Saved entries
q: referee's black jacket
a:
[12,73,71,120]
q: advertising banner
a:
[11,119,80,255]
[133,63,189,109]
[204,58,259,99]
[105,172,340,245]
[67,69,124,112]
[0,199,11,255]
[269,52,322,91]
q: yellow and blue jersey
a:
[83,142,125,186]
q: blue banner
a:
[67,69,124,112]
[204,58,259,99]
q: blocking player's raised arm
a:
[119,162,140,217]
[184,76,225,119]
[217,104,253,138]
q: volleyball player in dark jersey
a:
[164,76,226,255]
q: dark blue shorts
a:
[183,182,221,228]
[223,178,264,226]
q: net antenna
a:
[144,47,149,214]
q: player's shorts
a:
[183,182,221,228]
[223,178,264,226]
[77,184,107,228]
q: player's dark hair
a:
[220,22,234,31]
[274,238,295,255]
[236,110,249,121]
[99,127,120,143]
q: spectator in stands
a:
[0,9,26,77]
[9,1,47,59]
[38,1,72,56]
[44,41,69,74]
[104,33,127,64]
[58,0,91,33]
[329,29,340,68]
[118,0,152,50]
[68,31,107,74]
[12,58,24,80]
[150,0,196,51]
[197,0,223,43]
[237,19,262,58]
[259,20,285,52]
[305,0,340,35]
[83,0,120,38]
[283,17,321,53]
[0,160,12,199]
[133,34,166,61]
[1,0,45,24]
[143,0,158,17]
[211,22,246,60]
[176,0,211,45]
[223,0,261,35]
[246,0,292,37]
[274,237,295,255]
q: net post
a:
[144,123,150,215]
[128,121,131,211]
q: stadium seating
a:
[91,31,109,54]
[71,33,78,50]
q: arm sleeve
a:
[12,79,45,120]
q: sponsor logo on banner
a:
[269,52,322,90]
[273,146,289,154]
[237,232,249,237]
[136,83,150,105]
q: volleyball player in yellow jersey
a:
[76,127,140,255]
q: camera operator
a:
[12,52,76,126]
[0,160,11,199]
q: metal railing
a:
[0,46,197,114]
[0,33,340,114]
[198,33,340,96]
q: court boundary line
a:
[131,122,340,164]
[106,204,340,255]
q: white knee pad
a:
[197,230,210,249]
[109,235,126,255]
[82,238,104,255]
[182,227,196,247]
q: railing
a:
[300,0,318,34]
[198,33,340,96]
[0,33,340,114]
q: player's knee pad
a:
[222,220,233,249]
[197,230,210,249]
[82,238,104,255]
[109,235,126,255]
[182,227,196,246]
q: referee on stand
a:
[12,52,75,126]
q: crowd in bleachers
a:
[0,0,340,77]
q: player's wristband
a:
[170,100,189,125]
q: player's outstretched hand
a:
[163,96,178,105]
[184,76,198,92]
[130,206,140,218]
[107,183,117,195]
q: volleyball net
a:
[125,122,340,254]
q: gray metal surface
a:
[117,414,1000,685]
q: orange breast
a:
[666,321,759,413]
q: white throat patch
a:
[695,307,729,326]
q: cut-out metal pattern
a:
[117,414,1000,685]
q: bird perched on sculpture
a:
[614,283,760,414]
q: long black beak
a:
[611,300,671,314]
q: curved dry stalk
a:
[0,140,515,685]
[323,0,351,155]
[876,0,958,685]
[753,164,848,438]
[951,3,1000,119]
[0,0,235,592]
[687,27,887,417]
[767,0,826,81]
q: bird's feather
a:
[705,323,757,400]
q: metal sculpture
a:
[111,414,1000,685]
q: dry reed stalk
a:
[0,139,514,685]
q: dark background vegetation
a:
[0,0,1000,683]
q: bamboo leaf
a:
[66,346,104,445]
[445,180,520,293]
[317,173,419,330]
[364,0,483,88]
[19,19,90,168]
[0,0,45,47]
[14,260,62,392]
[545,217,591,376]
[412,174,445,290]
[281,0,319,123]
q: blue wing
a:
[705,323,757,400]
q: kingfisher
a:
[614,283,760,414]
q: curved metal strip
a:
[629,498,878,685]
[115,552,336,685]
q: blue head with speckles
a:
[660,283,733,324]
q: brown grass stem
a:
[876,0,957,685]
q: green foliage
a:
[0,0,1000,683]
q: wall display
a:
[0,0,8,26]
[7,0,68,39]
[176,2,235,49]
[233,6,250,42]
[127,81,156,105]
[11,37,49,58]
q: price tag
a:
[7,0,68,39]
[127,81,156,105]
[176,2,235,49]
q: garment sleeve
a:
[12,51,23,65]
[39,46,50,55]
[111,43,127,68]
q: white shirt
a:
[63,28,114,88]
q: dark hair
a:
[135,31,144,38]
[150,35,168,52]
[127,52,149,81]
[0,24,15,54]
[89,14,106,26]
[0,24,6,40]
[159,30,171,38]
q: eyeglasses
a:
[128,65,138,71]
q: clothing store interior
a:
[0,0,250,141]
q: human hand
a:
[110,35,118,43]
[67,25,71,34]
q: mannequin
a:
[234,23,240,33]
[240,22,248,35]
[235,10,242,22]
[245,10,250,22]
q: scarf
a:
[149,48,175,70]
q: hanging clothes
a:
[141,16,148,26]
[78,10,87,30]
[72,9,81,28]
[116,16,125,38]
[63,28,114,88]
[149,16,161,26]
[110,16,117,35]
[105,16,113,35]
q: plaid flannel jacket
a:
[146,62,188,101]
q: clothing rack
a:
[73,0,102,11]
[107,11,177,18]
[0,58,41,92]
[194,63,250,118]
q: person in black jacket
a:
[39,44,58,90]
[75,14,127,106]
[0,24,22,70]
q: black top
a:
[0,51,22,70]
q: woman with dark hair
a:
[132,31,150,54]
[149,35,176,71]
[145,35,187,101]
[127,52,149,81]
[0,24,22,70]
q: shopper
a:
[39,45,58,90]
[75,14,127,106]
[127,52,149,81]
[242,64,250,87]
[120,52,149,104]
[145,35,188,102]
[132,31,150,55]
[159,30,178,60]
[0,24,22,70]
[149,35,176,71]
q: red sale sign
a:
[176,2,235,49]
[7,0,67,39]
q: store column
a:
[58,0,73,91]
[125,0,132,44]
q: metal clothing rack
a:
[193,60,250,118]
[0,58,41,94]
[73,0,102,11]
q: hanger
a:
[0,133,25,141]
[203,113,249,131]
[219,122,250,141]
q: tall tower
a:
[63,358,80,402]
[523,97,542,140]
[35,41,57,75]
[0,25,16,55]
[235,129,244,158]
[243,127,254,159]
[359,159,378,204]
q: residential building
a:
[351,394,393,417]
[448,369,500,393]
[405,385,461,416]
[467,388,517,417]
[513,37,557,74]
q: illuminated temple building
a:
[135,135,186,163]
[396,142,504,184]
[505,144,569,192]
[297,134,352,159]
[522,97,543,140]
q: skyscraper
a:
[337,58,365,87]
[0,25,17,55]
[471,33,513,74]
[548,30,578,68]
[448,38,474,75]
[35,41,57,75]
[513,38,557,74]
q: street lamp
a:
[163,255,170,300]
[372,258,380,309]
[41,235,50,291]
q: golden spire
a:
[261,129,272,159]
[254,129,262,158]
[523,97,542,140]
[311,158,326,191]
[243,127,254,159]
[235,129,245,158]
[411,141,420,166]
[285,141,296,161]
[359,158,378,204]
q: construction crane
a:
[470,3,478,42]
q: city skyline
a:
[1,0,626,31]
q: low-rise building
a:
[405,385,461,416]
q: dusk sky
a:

## [GIVEN INSTRUCTION]
How many lines in the items above contain the string "volleyball"? Case counts, so reply with the number alone.

## [ANSWER BELOW]
3